THE EXERCISE: Put the listing below into a JSON list of strings, one string per line and no blank lines. Begin at its first line, stop after the line that has "(1109, 320)", and leave the pictures out.
******
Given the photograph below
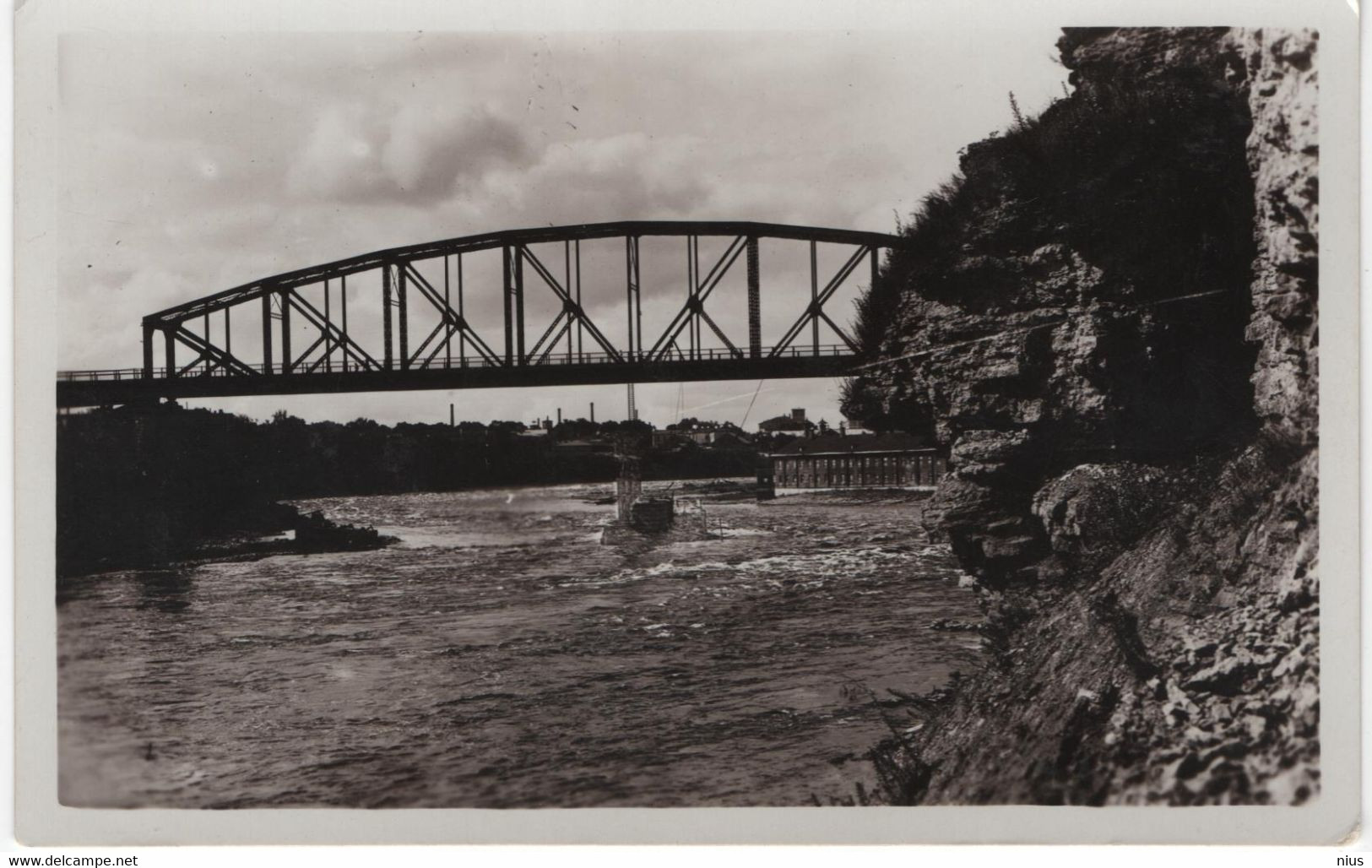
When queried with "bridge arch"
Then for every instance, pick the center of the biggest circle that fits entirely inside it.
(198, 362)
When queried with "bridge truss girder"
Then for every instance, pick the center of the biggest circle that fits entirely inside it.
(331, 349)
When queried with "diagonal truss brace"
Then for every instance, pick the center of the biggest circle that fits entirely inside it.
(695, 305)
(816, 310)
(450, 323)
(571, 310)
(329, 334)
(212, 355)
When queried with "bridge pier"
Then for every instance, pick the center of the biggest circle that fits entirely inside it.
(147, 350)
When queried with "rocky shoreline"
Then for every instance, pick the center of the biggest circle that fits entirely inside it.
(1110, 323)
(312, 534)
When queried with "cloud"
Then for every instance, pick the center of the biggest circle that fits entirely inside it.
(632, 176)
(358, 154)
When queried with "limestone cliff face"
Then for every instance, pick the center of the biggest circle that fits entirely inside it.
(1110, 321)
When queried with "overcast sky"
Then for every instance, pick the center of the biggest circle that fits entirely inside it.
(193, 164)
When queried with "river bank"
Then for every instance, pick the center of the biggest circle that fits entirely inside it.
(1109, 318)
(500, 657)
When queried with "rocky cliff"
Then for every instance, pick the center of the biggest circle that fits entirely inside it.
(1109, 320)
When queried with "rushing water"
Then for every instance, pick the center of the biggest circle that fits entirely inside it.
(500, 656)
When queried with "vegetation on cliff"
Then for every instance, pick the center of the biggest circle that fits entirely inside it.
(1109, 321)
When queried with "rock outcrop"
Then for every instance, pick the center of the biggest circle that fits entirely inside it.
(1110, 323)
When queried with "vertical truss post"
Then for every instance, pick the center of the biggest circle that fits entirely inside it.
(287, 361)
(267, 334)
(567, 281)
(814, 296)
(636, 317)
(344, 312)
(171, 349)
(693, 317)
(147, 351)
(519, 302)
(508, 269)
(581, 355)
(876, 270)
(402, 312)
(447, 327)
(461, 336)
(328, 338)
(388, 358)
(755, 305)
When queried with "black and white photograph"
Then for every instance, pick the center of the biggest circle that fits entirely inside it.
(574, 417)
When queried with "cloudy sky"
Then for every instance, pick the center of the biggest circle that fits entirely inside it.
(197, 162)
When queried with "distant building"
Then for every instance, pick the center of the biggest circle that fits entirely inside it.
(855, 461)
(669, 439)
(585, 448)
(794, 423)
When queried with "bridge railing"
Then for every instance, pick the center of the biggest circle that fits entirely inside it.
(443, 364)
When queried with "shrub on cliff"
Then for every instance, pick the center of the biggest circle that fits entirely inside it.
(1143, 180)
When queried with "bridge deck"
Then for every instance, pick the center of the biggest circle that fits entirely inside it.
(85, 388)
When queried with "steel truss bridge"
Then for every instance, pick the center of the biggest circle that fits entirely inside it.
(453, 354)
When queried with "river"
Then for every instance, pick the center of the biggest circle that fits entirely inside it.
(501, 657)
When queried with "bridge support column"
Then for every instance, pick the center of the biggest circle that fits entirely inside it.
(287, 361)
(513, 305)
(267, 334)
(169, 334)
(636, 312)
(507, 269)
(388, 360)
(519, 303)
(402, 312)
(755, 303)
(147, 351)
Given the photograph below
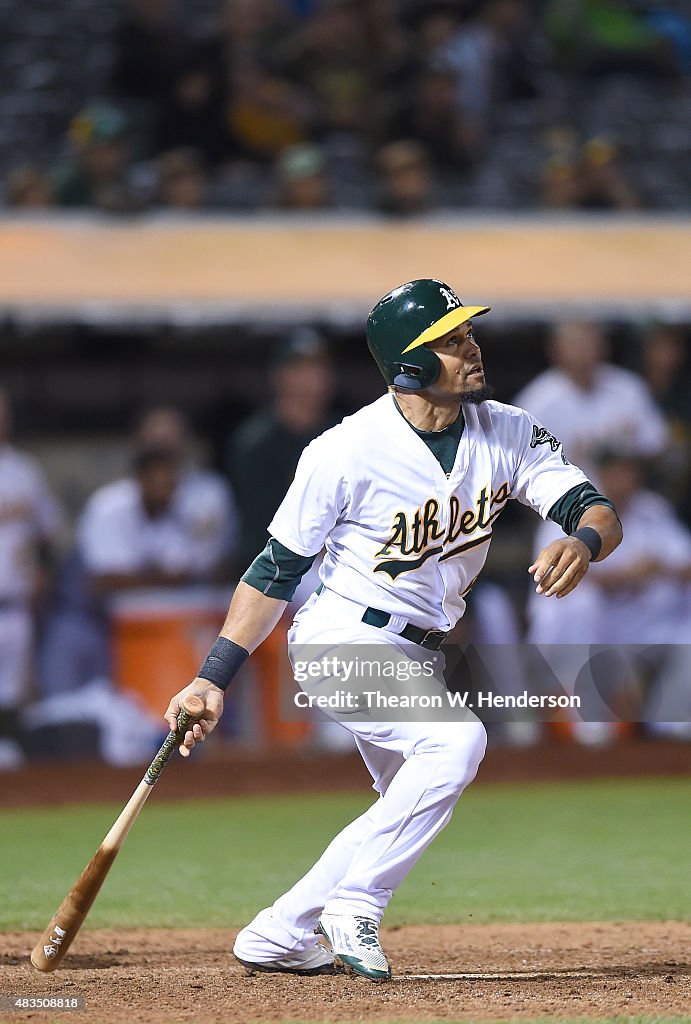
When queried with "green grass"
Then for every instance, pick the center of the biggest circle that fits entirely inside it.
(587, 851)
(636, 1019)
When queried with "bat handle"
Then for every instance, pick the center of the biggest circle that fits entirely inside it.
(190, 712)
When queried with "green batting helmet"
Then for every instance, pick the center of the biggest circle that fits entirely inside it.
(401, 324)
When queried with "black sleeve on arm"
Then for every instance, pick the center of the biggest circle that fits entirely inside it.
(570, 507)
(277, 570)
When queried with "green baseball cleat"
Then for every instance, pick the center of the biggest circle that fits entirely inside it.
(355, 943)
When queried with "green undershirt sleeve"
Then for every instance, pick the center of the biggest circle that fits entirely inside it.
(277, 570)
(570, 507)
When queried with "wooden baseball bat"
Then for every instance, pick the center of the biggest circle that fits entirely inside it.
(70, 916)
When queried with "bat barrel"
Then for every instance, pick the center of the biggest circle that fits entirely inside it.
(66, 923)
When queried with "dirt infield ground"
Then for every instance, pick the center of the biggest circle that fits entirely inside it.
(547, 970)
(223, 772)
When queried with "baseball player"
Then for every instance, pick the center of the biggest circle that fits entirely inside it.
(402, 496)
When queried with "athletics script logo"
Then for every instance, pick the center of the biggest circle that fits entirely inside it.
(421, 537)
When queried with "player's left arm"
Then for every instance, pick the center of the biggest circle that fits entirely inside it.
(561, 565)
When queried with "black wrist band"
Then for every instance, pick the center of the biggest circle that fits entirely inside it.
(591, 539)
(223, 660)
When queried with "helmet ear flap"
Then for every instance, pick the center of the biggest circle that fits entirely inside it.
(408, 377)
(418, 376)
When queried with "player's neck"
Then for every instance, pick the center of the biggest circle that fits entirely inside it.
(426, 414)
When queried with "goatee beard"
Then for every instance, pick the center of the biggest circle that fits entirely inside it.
(477, 395)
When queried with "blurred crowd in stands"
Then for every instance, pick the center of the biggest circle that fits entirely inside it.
(400, 107)
(179, 530)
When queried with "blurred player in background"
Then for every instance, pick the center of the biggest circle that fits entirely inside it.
(30, 521)
(588, 403)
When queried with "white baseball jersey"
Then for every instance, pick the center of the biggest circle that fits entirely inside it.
(399, 535)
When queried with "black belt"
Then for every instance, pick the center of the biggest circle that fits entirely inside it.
(432, 639)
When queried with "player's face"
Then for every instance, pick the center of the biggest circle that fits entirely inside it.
(462, 370)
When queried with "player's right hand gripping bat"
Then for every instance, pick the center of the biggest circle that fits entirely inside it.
(70, 916)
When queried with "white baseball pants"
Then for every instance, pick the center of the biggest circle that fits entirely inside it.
(420, 769)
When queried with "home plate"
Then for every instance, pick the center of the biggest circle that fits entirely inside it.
(498, 976)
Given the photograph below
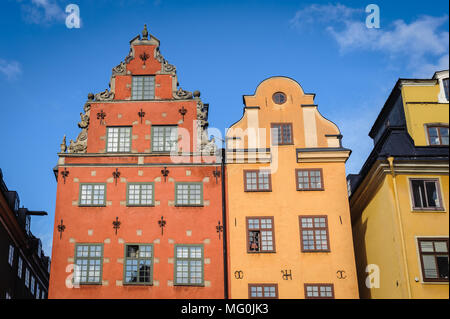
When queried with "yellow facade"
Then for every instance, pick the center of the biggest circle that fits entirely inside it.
******
EXERCISE OUTPUT:
[
  "Given the photograph below",
  "When queried with \"bridge arch\"",
  "Then for every instance, pick the center of the biggest circle that fits entirely inside it.",
  "(198, 362)",
  "When queried with \"bridge truss girder\"",
  "Then for every instance, pick the center of the biggest circle that fits entirely inside it.",
  "(331, 349)",
  "When queried with \"diagonal truss brace\"",
  "Then for every instance, pick the center of the biggest circle that fits entirely inside it.",
  "(695, 305)",
  "(816, 310)",
  "(450, 323)",
  "(571, 310)",
  "(329, 334)",
  "(212, 355)",
  "When queried with \"bridge pier\"",
  "Then for every instance, pick the center of the biggest circle that fits entirely inside it.",
  "(147, 350)",
  "When queried with \"rocky shoreline\"",
  "Then for every instance, pick the center of the biggest circle that fits entirely inside it.",
  "(1110, 323)",
  "(312, 534)",
  "When queried with \"cloud\"",
  "Then for every instance, pick the center of the biggest circle that fits entirely inside it.",
  "(632, 176)",
  "(358, 154)",
  "When queried with \"limestone cliff face\"",
  "Then for every instance, pick the center of the biggest circle that fits entirely inside it.",
  "(1110, 321)",
  "When queried with \"overcast sky\"",
  "Then for every instance, pick the center of the biggest circle that fits entirely inside it.",
  "(193, 164)",
  "When queried with \"river bank\"",
  "Then for every instance, pick the center of the biggest circle that fits entirely inside it.",
  "(1109, 318)",
  "(500, 657)",
  "When queried with \"rocky cliff\"",
  "Then for every instance, pick the center of the biggest circle that fits entirely inside it.",
  "(1109, 320)"
]